> _Set task 1_
Reproduce the portion of the article below that lies between "Akshay Kumar is on" and "Bollywood and more.", inclusive.

── Document ──

Akshay Kumar is a man on a mission

Akshay Kumar is a man on a mission

The actor believes his latest film Mission Mangal will showcase India's position as a great leader in space science



By Enid Parker

Published: Wed 14 Aug 2019, 10:32 AM

Last updated: Fri 16 Aug 2019, 11:46 AM

Akshay Kumar is on a roll nowadays. The 51-year-old actor, who could give many youngsters a run for their money with his hard work and dedication to his craft, is prepping for the release of his latest, Mission Mangal, a film which is making waves not only for its subject - India's Mangalyaan/Mars Orbiter Mission - but also for the fact that it stars five actresses alongside the Khiladi star - Sonakshi Sinha, Kirti Kulhari, Nithya Menen, Vidya Balan and Taapsee Pannu. We caught up with Akshay to chat about Mission Mangal, which releases tomorrow in the UAE, his equation with his female co-stars, his opinions on evolving content in Bollywood and more.
Tell us something about the story of Mission Mangal.
Mission Mangal is the incredible true story of India's first space mission to Mars, which made the country's scientific and space dreams a reality. It is a tale of ordinary people doing extraordinary things and inspiring generations to dream big and achieve the impossible. The film demonstrates the power of team work and how the scientists work together despite the hurdles and challenges, to give effect to this mission. The film highlights the unsung heroes of India who have brought so much glory and pride to the nation.
With the successful launch in July of Chandrayaan-2, India's second moon mission, this seems to be a perfect time for you to release Mission Mangal. Was this planned in any way?

───
── Records supplied ──

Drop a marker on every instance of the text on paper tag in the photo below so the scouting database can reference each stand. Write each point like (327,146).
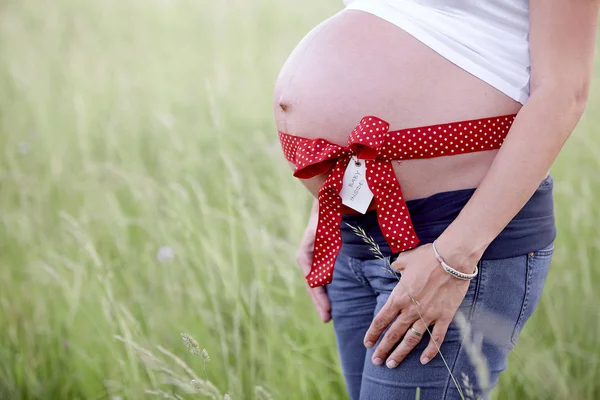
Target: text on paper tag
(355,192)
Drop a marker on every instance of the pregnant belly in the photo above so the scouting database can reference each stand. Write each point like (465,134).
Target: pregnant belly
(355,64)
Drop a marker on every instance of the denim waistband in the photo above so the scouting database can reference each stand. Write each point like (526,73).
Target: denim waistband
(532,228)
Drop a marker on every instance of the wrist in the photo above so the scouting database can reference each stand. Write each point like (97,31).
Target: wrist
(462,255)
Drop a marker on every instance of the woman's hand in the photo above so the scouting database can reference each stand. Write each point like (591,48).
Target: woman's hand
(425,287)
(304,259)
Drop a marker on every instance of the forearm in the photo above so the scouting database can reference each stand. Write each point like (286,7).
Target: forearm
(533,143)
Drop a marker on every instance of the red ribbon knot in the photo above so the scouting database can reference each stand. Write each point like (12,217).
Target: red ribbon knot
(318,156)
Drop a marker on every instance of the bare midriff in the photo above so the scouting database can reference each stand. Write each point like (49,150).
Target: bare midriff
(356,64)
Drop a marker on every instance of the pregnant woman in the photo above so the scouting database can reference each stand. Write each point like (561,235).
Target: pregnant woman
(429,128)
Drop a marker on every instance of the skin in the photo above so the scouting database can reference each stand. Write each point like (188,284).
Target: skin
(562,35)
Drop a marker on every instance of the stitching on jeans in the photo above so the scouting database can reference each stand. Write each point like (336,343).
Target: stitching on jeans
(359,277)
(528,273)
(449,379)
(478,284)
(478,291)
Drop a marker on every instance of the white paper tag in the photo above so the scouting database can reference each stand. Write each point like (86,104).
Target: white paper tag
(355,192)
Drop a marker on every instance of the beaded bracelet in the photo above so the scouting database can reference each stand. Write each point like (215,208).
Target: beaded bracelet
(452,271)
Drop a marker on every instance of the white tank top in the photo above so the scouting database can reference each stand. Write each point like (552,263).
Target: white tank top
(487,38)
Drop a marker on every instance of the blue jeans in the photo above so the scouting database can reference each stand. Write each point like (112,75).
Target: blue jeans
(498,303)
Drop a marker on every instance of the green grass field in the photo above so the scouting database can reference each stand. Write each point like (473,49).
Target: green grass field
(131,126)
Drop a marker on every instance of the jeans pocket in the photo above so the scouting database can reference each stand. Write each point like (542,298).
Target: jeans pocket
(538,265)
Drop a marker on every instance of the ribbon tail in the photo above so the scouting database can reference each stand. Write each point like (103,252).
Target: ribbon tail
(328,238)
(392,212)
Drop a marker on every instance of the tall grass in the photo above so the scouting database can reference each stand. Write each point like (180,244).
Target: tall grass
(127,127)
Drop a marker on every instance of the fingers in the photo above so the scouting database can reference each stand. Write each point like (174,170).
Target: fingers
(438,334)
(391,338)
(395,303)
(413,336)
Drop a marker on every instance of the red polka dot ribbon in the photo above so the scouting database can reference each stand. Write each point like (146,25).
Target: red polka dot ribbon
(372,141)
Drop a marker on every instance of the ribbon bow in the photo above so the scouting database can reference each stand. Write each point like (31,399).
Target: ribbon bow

───

> _Set task 2_
Pick out each line of the records above that contains the string "text", and copy it. Letter case matters.

> _Expected output 1_
Akshay Kumar is on a roll nowadays. The 51-year-old actor, who could give many youngsters a run for their money with his hard work and dedication to his craft, is prepping for the release of his latest, Mission Mangal, a film which is making waves not only for its subject - India's Mangalyaan/Mars Orbiter Mission - but also for the fact that it stars five actresses alongside the Khiladi star - Sonakshi Sinha, Kirti Kulhari, Nithya Menen, Vidya Balan and Taapsee Pannu. We caught up with Akshay to chat about Mission Mangal, which releases tomorrow in the UAE, his equation with his female co-stars, his opinions on evolving content in Bollywood and more.

> _Expected output 2_
Drop a marker on every instance of the text on paper tag in the photo below so the scouting database can reference each stand. Write each point like (327,146).
Target: text on paper tag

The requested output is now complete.